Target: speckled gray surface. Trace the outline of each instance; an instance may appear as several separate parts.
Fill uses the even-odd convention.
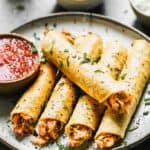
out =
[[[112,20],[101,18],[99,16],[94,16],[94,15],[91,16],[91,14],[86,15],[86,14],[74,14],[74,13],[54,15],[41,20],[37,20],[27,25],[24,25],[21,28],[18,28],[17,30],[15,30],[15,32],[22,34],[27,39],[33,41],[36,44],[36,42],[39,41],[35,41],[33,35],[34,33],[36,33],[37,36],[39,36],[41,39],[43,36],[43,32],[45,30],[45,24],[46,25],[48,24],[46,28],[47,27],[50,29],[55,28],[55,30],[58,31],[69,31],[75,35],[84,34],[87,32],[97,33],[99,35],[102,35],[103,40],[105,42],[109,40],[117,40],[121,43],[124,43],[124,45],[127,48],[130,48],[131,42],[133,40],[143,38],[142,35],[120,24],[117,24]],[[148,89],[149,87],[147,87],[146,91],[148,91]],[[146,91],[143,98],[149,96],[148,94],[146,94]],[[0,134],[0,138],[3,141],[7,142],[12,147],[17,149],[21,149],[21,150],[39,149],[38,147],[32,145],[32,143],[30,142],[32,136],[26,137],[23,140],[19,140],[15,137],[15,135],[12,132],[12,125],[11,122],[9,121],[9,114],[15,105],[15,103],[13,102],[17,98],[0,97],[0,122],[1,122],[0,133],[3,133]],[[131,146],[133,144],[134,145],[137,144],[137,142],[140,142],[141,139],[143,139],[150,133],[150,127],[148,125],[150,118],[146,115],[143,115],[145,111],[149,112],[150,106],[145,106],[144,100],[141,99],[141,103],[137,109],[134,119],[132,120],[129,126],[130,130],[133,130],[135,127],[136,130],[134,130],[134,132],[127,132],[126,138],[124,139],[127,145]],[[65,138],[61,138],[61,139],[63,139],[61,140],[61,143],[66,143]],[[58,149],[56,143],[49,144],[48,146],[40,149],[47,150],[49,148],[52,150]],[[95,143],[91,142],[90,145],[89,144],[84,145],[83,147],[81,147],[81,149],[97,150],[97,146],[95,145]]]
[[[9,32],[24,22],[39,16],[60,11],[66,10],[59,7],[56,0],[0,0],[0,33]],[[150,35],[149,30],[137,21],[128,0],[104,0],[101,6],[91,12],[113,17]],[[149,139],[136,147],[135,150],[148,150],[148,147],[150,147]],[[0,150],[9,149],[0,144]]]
--
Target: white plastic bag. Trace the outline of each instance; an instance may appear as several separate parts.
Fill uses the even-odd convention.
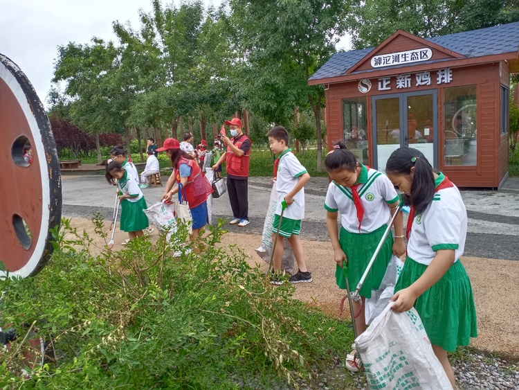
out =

*THE REQUEST:* Report each row above that contains the string "outline", copying the whole row. Match case exactly.

*REPLY TO THE TASK:*
Target: speckled gray surface. Trace the outline of each instance; an instance may appear as several separate parts.
Target: white plastic bag. Trace the outline of each instance; an instance may appear as several separate parts.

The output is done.